REQUIRED WORK - Change "Would you kindly tag" to "Please mark" throughout the entries below and write them all out again, with everything else unchanged and the pictures left out.

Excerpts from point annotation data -
■ ■ ■ ■ ■
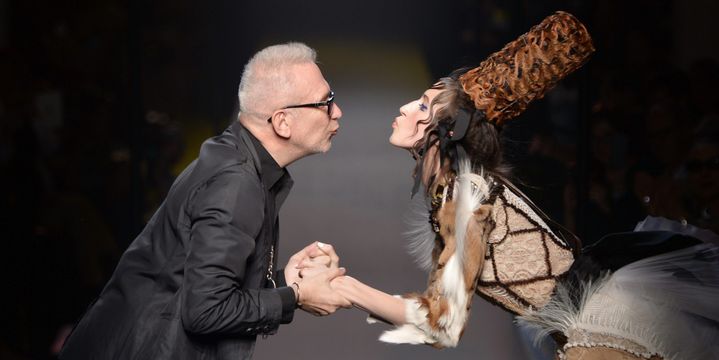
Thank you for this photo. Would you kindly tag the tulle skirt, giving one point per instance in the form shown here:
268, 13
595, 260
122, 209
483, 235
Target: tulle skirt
665, 305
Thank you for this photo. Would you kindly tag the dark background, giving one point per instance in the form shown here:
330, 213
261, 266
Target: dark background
103, 102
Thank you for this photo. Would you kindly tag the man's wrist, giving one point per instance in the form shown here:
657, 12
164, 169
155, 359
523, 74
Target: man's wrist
296, 288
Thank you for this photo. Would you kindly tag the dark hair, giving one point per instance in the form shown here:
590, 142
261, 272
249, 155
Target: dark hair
482, 142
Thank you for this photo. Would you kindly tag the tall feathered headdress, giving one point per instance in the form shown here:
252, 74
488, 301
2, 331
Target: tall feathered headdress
525, 69
504, 84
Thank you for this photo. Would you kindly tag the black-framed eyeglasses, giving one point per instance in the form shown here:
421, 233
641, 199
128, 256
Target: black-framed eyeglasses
329, 103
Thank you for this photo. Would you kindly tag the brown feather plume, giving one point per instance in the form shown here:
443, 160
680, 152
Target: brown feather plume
525, 69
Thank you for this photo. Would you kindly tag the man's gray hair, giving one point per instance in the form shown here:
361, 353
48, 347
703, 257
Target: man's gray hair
267, 78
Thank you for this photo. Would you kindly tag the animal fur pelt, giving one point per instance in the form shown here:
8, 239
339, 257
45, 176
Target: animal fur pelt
438, 316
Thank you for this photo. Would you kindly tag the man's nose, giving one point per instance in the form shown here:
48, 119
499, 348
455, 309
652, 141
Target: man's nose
336, 112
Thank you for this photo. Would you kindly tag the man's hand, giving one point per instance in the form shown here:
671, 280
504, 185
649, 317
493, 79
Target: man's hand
316, 295
312, 256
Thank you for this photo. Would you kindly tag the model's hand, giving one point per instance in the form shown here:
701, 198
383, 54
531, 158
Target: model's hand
316, 295
314, 250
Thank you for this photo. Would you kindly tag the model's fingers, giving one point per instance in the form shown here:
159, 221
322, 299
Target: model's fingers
329, 250
333, 273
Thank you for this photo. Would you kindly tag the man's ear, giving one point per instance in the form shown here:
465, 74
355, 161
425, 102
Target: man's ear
281, 124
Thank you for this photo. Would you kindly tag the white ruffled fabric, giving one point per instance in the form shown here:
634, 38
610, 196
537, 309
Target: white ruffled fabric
668, 304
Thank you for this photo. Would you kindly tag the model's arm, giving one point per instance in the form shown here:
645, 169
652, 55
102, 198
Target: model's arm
375, 302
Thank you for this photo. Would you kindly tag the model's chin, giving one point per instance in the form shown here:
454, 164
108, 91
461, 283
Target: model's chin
400, 144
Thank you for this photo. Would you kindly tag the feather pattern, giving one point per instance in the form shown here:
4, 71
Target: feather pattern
470, 191
419, 235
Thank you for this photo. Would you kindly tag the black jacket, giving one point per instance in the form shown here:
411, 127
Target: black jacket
193, 284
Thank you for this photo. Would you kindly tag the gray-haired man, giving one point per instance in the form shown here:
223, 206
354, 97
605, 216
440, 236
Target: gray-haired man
200, 281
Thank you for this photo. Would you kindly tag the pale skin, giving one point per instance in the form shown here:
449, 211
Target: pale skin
407, 129
290, 135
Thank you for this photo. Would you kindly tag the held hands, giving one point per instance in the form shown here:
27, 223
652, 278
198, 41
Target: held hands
310, 272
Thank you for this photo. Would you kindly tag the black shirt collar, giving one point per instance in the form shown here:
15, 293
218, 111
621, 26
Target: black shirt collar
271, 171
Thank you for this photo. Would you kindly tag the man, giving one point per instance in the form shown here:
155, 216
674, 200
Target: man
200, 280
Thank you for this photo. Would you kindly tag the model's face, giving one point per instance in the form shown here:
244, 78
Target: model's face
410, 125
313, 128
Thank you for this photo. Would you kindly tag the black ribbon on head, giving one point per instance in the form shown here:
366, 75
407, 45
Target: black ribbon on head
450, 149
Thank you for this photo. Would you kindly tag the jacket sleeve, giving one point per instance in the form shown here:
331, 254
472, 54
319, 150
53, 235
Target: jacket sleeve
226, 215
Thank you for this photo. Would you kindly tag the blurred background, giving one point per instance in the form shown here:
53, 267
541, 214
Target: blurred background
103, 102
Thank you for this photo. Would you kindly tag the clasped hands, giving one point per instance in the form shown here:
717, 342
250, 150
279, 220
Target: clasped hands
311, 272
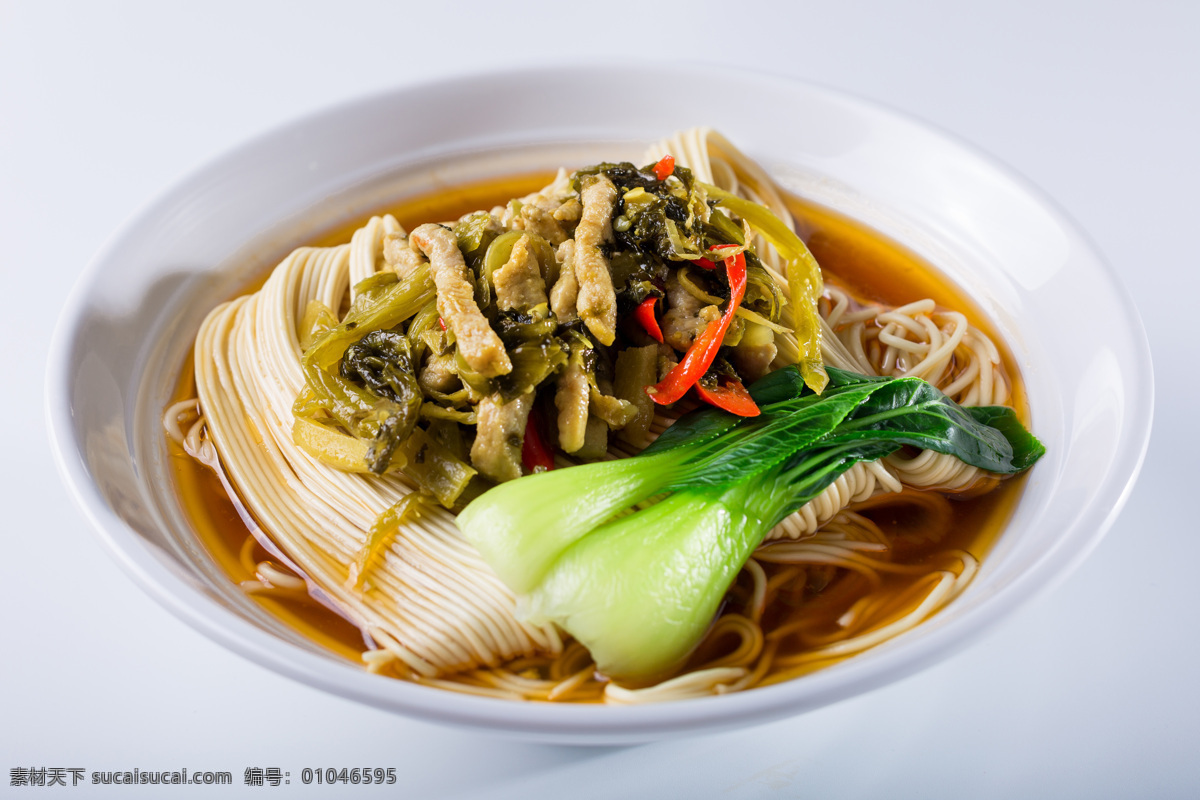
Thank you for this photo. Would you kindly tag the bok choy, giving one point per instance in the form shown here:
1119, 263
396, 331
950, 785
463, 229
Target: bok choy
633, 557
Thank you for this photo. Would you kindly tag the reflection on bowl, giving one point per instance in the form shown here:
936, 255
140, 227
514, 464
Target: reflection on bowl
131, 320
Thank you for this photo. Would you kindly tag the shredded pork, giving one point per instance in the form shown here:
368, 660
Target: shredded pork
478, 343
597, 302
499, 437
519, 283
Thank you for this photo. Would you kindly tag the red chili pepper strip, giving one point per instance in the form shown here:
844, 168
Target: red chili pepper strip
702, 352
664, 168
731, 396
645, 314
535, 456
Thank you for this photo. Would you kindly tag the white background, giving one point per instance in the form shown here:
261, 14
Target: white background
1089, 692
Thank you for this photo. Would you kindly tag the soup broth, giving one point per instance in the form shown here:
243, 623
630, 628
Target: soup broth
810, 605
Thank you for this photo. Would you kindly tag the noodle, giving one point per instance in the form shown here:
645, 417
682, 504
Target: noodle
432, 612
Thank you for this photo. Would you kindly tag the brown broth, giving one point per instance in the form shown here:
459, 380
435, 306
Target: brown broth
859, 259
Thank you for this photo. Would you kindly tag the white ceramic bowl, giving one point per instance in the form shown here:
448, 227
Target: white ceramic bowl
130, 320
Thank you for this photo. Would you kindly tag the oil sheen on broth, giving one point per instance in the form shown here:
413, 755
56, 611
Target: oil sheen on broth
868, 265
■ ■ ■ ■ ■
SOLUTION -
Thank you for this photo. Please mark the tulle skirt, giving one point per instance in the form shown here:
268, 13
595, 260
122, 209
483, 235
Target: tulle skirt
665, 305
Thank you for this photo. Please mark the dark background, giving one point per instance in the form shown here:
330, 213
261, 266
Target: dark background
103, 102
Thank you for this photo. Please mark the man's wrist, giving one point per instance in the form shown here:
657, 12
164, 169
155, 359
523, 74
Target: man's wrist
296, 288
Thank you for this photo. Please mark the dark hair, giving one point per instance in the form shown here:
590, 142
261, 272
249, 155
Target: dark hair
482, 142
Thank you for this photo. Please mark the tall feathered headdress, giving one point per instance in the form shown here:
252, 74
488, 301
2, 331
Target: tall feathered headdress
525, 69
504, 84
Thank you for this photo. Please mark the black-framed eyeglasses, giving one point per instance in the form shown here:
421, 233
641, 199
128, 256
Target: black-framed eyeglasses
329, 103
Thank you for this photo. Please mark the brown feather plume, giving one point per instance in the form shown here:
443, 160
680, 152
Target: brown feather plume
525, 69
Thank you for this photo. Please mark the man's gray hair, giving one point per instance in the form shown here:
361, 353
48, 347
703, 257
Target: man's gray hair
267, 78
Thank you for this photo. Please mark the animal fur pelt, giving one point per instance in the form shown here:
8, 239
339, 257
45, 176
Target: animal fur pelt
438, 316
Thank you for this photo. Please mark the man's nose, giving one point per instance in the form shown here:
48, 119
499, 348
455, 309
652, 141
Target: man's nose
336, 112
Thank you for this photo. Please mark the man's hand, giving one point per instance in the form shown here:
671, 280
504, 185
649, 317
493, 79
Target: man's hand
316, 295
312, 256
Thank you for this photo. Please mark the model's hand, giving one point per instance in the form shown here:
701, 198
383, 54
531, 158
Target: model's hand
316, 295
314, 250
Thank you for this photo. Please mark the model's fingers, giving one point per instance in the form shown here:
159, 221
322, 299
Target: model's fingers
329, 250
333, 273
Thank you for this photo. Please mark the man's ear, giving one point per instance in the form shown here:
465, 74
355, 161
425, 102
Target: man's ear
281, 124
Thank you for this photo. Please mark the white ruffled fabric, giving one point per instance in the form shown here:
634, 38
610, 196
537, 309
Target: white ruffled fabric
668, 304
Thank you for this photo. Please mark the model's arm, giving one point per instance in the form shown here:
645, 169
652, 55
102, 198
Target: model's arm
375, 302
Thank you for this photo. Please mark the model's chin, giving one point per instance in the form shown here:
454, 164
108, 91
461, 283
Target: model's chin
400, 144
Thank you for this photo. Please mark the feather pattern, giving one point per instance in the form shown here:
4, 71
Target: feather pattern
470, 191
419, 235
Thank you for this photo. Please mark the black jacket, giving one point per instance in the form shown here:
411, 127
Target: black jacket
193, 284
Thank you for this photo. Please mark the gray-haired man, giving one point per instance in the form shown here:
223, 206
354, 97
605, 216
440, 236
Target: gray-haired man
200, 281
Thank you for this photo. Please mark the pale skin, giving one point per instance in the form shown here:
449, 211
Target: pale skin
407, 129
290, 135
Thank you for this photo. Please mark the held hands, giving one point per instance in the form shown here:
27, 223
652, 278
198, 41
Target: held hands
310, 272
Thank you for this photo. Please mark the black shirt collar, giving one point per instance in the form shown here:
15, 293
218, 111
621, 26
Target: black shirt collar
271, 171
Thank you for this photo. Please mark the man, giving one point per instance in the form shown here:
155, 216
674, 200
Target: man
200, 280
Thank you for this photo. Please mark the model's face, giving one point per instance in the form shown here:
244, 78
Target: model's face
410, 125
313, 128
Thank you for this photo. Please mark the black ribbon on head, giving one point per instance in the form shown here:
366, 75
407, 45
Target: black ribbon on head
450, 149
Thank you for this photo. Please mark the jacket sleeve, giving one point per instance in the form shown here:
331, 254
472, 54
319, 150
53, 235
Target: jacket sleeve
226, 215
Thank you for this photo. Please mark the blurred background, giving one point per instance in the form shown here:
53, 267
541, 214
Target: blurred background
103, 102
Thank you for this photo. Please mark the clasped hands, giving one point per instance in the form shown here:
717, 342
250, 150
279, 220
Target: clasped hands
311, 272
Thank you for this photo. Please mark the bok choy, giving one point per instance in the form shown here:
1119, 263
396, 331
950, 785
463, 229
Target: bok choy
633, 557
Thank you for this photo. Please mark the reflection on bowl, giving one point per instance in the form shown here:
936, 255
140, 227
514, 464
Target: reflection on bowl
131, 320
Thank you for this photo. Please mark the shredded pork, giving one point per instance in the form shown here:
368, 660
Target: shredded pork
478, 343
597, 302
499, 437
519, 283
Thank you for this photo. Please mark the red chili pepper strip, giving one point per instance in the form shown here:
844, 168
Target: red chili pepper strip
702, 352
664, 168
731, 396
645, 314
535, 456
Thank you for this photo. Please mark the white background, giving one point per instance in the form shown here:
261, 14
Target: white background
1089, 692
Thank you for this photo. Please mark the soup broth, giving one point per instance in the form shown here:
243, 623
630, 628
Target: soup broth
810, 605
Thank you for this photo. Please mark the noodle, giving one point per instance in the form shown here:
645, 417
682, 504
Target: noodle
432, 612
Thank you for this photo. Please mark the brown broth, giving one point per instance in the form shown here:
459, 380
435, 306
Target: brown broth
859, 259
Thank you for this photo. Please mark the white ceramic bowl, giving one point per instance in the form shown here:
448, 227
Target: white ceramic bowl
130, 320
Thank you for this photo. Please mark the oil sheen on broth, giving one point per instance in the form shown here:
413, 755
56, 611
Target: oil sheen on broth
868, 265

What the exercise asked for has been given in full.